**Stated exercise 1**
Print the passage of the thread on converting binary strings with atoi() exactly, everything from "An example would" down to "if(counter == 4)".

╭─ Source extract

Using atoi() in C to parse character array with binary values

Question

I'm trying to convert a string of binary characters to an integer value.

For example: "100101101001" I would split it into four segments using a for loop then store it in array[4]. However whenever I use the function atoi(), I encounter a problem where it does not convert the character string properly if the string starts with "0".

An example would be "1001" = 1001, but if it is 0110 it would be converted to 110, also with 0001 it would be come only 1.

Here is the code that I made:

for(i = 0; i < strlen(store); i++)
{
    bits[counter] = store [i];
    counter++;
    if(counter == 4)
    {   
        sscanf(bits, "%d", &testing);
        printf("%d\n", testing);
        counter = 0;
    }       
}

Answer 1

The atoi() function only converts decimal numbers, in base 10.

You can use strtoul() to convert binary numbers, by specifying a base argument of 2. There is no need to "split" the string, and leading zeroes won't matter of course (as they shouldn't, 00010₂ is equal to 10₂):

const char *binary = "00010";
unsigned long value;
char *endp = NULL;

value = strtoul(binary, &endp, 2);
if(endp != NULL && *endp == '\0')
  printf("converted binary '%s' to integer %lu\n", binary, value);

Answer 2

atoi() convert from char array to int and not to binary

you can use the following function

int chartobin(char *s, unsigned int *x) {
    int len = strlen(s), bit;
    *x = 0;
    if(len>32 || len<1) return -1;
    while(*s) {
        bit = (*s++ - '0');
        if((bit&(~1U))!=0) return -1;
        if (bit) *x += (1<<(len-1));
        len--;
    }
    return 0;
}

Tested and it works

╰─
╭─ Given data

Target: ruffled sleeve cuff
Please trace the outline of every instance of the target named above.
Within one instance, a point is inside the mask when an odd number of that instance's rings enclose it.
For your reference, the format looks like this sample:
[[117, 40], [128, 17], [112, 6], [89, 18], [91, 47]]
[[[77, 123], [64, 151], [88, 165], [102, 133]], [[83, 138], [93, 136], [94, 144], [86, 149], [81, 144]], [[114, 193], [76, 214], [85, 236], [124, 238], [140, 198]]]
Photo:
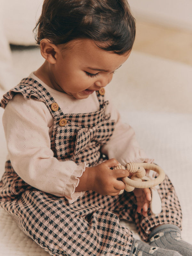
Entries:
[[86, 163], [84, 162], [79, 165], [76, 164], [76, 168], [74, 169], [73, 173], [67, 178], [66, 185], [63, 190], [65, 197], [68, 200], [70, 204], [72, 204], [80, 197], [83, 195], [85, 191], [76, 192], [75, 189], [79, 183], [79, 179], [84, 172], [87, 166]]

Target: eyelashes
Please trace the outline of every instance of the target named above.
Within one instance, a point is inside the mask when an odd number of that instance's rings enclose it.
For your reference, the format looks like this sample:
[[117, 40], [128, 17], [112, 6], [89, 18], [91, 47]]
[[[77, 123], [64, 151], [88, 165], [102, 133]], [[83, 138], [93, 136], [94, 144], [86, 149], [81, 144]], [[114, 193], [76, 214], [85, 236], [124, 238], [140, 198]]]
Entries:
[[[116, 70], [114, 71], [113, 72], [112, 72], [112, 73], [114, 74], [114, 73], [115, 73]], [[96, 77], [97, 76], [98, 76], [99, 75], [99, 72], [98, 73], [96, 73], [96, 74], [92, 74], [91, 73], [89, 73], [89, 72], [87, 72], [86, 71], [84, 71], [85, 73], [88, 76], [90, 76], [91, 77]]]
[[92, 74], [91, 73], [89, 73], [89, 72], [87, 72], [85, 71], [85, 72], [87, 76], [90, 76], [91, 77], [96, 77], [99, 75], [99, 73], [96, 73], [96, 74]]

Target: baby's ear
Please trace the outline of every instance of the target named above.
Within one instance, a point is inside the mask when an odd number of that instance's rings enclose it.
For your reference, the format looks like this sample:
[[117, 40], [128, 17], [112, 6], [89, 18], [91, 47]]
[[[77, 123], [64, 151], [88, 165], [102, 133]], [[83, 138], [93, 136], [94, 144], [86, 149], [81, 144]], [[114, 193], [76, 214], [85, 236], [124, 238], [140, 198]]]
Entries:
[[41, 55], [50, 64], [56, 63], [56, 54], [58, 48], [55, 44], [48, 39], [42, 39], [40, 42]]

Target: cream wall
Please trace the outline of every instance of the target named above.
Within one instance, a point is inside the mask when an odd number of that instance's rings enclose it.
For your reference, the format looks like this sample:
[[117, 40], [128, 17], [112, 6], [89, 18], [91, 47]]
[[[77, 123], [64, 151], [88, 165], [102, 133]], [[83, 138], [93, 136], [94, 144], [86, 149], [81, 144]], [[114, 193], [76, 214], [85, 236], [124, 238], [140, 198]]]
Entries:
[[128, 0], [136, 18], [192, 31], [191, 0]]

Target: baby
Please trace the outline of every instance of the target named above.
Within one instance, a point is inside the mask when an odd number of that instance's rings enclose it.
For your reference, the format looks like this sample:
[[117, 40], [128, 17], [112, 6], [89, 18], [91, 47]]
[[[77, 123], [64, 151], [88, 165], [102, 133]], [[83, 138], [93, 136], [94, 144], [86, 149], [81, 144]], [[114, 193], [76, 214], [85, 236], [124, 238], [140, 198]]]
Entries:
[[45, 62], [0, 103], [9, 157], [1, 206], [52, 255], [191, 255], [167, 176], [159, 214], [149, 188], [119, 195], [130, 173], [114, 167], [153, 161], [104, 88], [134, 41], [126, 0], [45, 0], [36, 28]]

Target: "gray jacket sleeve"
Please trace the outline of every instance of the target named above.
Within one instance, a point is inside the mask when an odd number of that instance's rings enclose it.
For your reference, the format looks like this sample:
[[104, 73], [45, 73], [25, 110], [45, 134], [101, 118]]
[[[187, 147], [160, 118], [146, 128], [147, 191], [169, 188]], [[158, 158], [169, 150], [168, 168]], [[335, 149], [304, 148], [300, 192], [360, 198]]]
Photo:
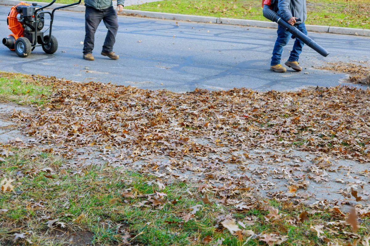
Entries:
[[293, 16], [289, 9], [290, 3], [290, 0], [279, 0], [278, 5], [280, 17], [286, 21]]

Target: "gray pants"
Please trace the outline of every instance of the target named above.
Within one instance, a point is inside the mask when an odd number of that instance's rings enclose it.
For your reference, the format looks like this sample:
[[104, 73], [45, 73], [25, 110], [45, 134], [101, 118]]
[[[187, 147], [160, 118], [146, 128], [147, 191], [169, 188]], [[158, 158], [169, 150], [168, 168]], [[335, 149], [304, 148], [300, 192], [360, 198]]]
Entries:
[[115, 42], [115, 36], [118, 30], [117, 13], [112, 6], [103, 10], [98, 10], [86, 6], [85, 12], [85, 41], [84, 41], [84, 54], [92, 53], [95, 32], [98, 26], [103, 20], [108, 32], [103, 45], [102, 52], [113, 51]]

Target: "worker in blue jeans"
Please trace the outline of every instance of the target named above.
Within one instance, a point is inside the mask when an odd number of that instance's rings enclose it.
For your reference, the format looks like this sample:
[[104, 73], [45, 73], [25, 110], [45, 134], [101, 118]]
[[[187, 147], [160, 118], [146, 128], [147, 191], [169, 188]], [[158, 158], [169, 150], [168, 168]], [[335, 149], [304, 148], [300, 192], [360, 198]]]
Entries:
[[[305, 25], [307, 18], [306, 0], [279, 0], [278, 14], [288, 23], [294, 25], [299, 31], [307, 35], [307, 31]], [[297, 21], [298, 17], [301, 21]], [[283, 48], [286, 45], [292, 38], [292, 34], [280, 25], [278, 28], [278, 38], [272, 52], [270, 70], [278, 73], [286, 72], [286, 69], [281, 65], [280, 61], [283, 53]], [[302, 67], [299, 66], [298, 60], [299, 55], [302, 52], [304, 43], [297, 38], [295, 39], [293, 49], [285, 65], [296, 71], [302, 71]]]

╰─

**Stated exercise 2**
In the listing, change "Entries" to "Results" everywhere from the line containing "Target: eyelashes" down to the line containing "39], [40, 42]]", and return only those lines with everything else left unchanged.

**Full response 1**
An example would be "1001" = 1001, but if it is 0110 it would be converted to 110, also with 0001 it would be come only 1.

Here is the code that I made:

for(i = 0; i < strlen(store); i++)
{
    bits[counter] = store [i];
    counter++;
    if(counter == 4)

**Full response 2**
Target: eyelashes
Please trace the outline of every instance of the target named above.
Within one instance, a point is inside the mask when an odd number of that instance's rings enclose it.
For your reference, the format looks like this sample:
[[117, 40], [128, 17], [112, 6], [89, 18], [91, 47]]
[[[77, 123], [64, 151], [88, 165], [102, 133]], [[83, 138], [93, 136], [94, 144], [86, 149], [81, 144]], [[114, 193], [76, 214], [85, 236], [124, 238], [140, 198]]]
Results:
[[[116, 70], [114, 71], [113, 72], [112, 72], [112, 73], [114, 74], [114, 73], [115, 73]], [[96, 77], [97, 76], [98, 76], [99, 75], [99, 72], [98, 73], [96, 73], [96, 74], [92, 74], [91, 73], [89, 73], [89, 72], [87, 72], [86, 71], [84, 71], [85, 73], [88, 76], [90, 76], [91, 77]]]
[[92, 74], [91, 73], [89, 73], [89, 72], [87, 72], [85, 71], [85, 72], [87, 76], [90, 76], [91, 77], [96, 77], [99, 75], [99, 73], [96, 73], [96, 74]]

Target: baby's ear
Please trace the outline of every instance of the target named above.
Within one instance, a point is inside the mask when an odd number of that instance's rings enclose it.
For your reference, the format looks like this sample:
[[117, 40], [128, 17], [112, 6], [89, 18], [91, 47]]
[[[77, 123], [64, 151], [88, 165], [102, 133]], [[83, 138], [93, 136], [94, 144], [86, 149], [81, 144]], [[114, 193], [76, 214], [85, 236], [124, 238], [140, 198]]]
Results:
[[41, 55], [50, 64], [56, 63], [56, 54], [58, 48], [55, 44], [48, 39], [42, 39], [40, 42]]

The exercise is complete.